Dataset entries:
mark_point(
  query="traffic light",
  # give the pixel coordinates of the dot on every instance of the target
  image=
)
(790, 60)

---

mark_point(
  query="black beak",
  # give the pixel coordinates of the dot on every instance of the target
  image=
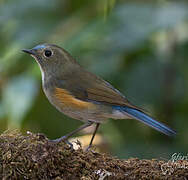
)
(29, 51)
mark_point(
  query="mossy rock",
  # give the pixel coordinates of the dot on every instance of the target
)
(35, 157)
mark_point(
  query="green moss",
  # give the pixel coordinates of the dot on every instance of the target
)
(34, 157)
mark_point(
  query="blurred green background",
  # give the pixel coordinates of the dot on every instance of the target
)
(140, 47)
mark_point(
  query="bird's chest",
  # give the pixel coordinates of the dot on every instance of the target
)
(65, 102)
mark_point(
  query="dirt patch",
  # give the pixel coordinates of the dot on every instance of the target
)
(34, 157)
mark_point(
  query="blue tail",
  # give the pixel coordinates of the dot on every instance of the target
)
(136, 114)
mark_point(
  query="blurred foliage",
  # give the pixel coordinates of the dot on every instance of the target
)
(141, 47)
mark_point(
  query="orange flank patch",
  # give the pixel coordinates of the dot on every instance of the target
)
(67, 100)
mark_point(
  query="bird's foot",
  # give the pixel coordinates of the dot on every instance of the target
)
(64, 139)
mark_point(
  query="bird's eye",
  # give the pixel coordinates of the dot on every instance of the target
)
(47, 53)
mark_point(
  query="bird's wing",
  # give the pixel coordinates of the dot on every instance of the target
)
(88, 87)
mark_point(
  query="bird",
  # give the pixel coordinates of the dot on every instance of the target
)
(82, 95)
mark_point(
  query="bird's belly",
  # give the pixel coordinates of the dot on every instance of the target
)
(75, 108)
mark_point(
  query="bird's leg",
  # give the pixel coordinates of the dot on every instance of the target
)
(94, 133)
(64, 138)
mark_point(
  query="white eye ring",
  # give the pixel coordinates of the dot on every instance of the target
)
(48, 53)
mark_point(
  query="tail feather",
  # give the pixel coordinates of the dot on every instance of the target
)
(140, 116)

What the task requires:
Find the word "patch" in the entries. Copy each line that holds it.

Response to the exercise:
  query="dirt patch",
  query="orange flank patch",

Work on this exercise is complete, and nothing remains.